*JOB*.
Transcribe these entries line for line, keeping every character as it appears.

*THE DATA*.

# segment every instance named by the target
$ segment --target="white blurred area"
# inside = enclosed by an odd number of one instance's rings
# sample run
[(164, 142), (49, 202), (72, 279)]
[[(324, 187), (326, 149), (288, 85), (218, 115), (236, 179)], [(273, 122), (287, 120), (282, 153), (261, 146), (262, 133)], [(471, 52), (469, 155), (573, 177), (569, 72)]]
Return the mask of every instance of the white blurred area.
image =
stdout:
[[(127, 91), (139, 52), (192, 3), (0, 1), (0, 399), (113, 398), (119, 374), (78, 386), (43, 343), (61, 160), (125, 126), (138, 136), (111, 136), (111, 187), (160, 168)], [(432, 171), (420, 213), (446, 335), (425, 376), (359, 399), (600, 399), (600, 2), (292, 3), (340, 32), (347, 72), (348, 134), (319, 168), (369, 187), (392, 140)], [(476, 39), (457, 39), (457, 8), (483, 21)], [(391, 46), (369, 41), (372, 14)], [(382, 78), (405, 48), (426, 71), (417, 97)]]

*COMPLETE ANSWER*.
# segment every instance named by the target
$ segment --target="white blurred area"
# inside = enclosed by an odd number of one instance's rings
# sample run
[(164, 142), (49, 202), (72, 279)]
[[(324, 187), (326, 149), (288, 85), (218, 115), (236, 179)], [(273, 122), (287, 120), (282, 153), (261, 146), (262, 133)], [(471, 52), (469, 155), (573, 177), (569, 72)]]
Return the mask of every instance of the white blurred area.
image =
stdout:
[[(127, 91), (139, 52), (192, 3), (0, 1), (0, 399), (113, 398), (119, 374), (78, 386), (43, 343), (61, 160), (125, 126), (138, 136), (111, 136), (111, 187), (160, 168)], [(432, 171), (420, 213), (446, 335), (425, 376), (359, 399), (600, 399), (600, 2), (292, 3), (340, 32), (347, 72), (348, 134), (319, 168), (369, 187), (392, 140)], [(476, 39), (457, 39), (457, 8), (483, 21)], [(391, 46), (369, 41), (372, 14)], [(382, 78), (405, 48), (426, 71), (417, 97)]]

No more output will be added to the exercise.